◆ Stated task a ◆
Gather and copy every line in the records below that contains the word "painted".

-- START OF Reading text --

The problem you encountered is actually more subtle. Remember that when you
use Remove (as compared to Clear or ClearAll), the symbol is completely removed
from the system. This is a pretty disruptive operation. Now, what should the system do if the symbol you are removing is referenced by some other symbols?
 Keeping it there unchanged would mean that the symbol has not been really removed
from the system. The solution used in Mathematica is to change a reference to a
symbol
(say "a") to Removed[a]. In practice, this means that, even when you
re-introduce
the symbol, those definitions that were involving it are still "spoiled" and
can not
be used.  IMO, this is a very sensible design, but this is what leads to the
behavior
that puzzled you. Have a look:

f[b_]:=Module[{t},a[t_]=b*t^2;]
Remove[a];
?f

Global`f
f[b_]:=Module[{t},Removed[a][t_]=b t^2;]

What you have to do in your approach is to re-run the definition for "f", to
be able to
use it. This is however pretty error-prone. You can cure this by calling
Clear or ClearAll
instead of Remove, but even this approach I don't consider a good practice.

-- END OF Reading text --
-- START OF Stored records --

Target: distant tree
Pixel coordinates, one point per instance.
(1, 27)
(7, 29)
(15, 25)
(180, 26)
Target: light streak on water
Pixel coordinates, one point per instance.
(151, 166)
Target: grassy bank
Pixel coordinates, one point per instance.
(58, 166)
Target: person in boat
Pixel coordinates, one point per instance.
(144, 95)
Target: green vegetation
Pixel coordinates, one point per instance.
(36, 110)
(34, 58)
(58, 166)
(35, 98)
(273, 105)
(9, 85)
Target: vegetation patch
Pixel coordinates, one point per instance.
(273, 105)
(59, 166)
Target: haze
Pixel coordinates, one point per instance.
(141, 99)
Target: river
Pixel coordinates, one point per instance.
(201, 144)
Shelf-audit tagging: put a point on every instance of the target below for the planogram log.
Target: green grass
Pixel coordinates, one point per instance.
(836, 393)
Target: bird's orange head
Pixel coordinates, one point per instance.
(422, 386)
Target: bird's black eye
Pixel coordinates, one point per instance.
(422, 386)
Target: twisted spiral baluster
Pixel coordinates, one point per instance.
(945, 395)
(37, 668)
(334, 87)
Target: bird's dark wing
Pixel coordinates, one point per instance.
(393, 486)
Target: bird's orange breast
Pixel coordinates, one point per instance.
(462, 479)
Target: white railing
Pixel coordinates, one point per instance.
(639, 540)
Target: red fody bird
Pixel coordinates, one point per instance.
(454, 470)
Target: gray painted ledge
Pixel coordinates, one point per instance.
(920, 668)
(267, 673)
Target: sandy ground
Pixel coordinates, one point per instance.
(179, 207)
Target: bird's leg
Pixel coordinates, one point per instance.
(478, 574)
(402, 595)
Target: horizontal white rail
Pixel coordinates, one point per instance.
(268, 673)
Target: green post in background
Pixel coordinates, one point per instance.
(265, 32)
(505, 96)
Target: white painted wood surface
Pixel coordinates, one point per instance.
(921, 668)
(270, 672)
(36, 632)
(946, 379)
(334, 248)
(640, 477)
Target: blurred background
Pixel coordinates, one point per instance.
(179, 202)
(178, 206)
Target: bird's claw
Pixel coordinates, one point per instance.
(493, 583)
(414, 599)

-- END OF Stored records --

◆ Stated task b ◆
Update the reply on removing symbols, starting with "What you have" and going on through "a good practice.", with "error-prone" replaced by "fragile".

◆ Full solution a ◆
Target: gray painted ledge
Target: white painted wood surface

◆ Full solution b ◆
What you have to do in your approach is to re-run the definition for "f", to
be able to
use it. This is however pretty fragile. You can cure this by calling
Clear or ClearAll
instead of Remove, but even this approach I don't consider a good practice.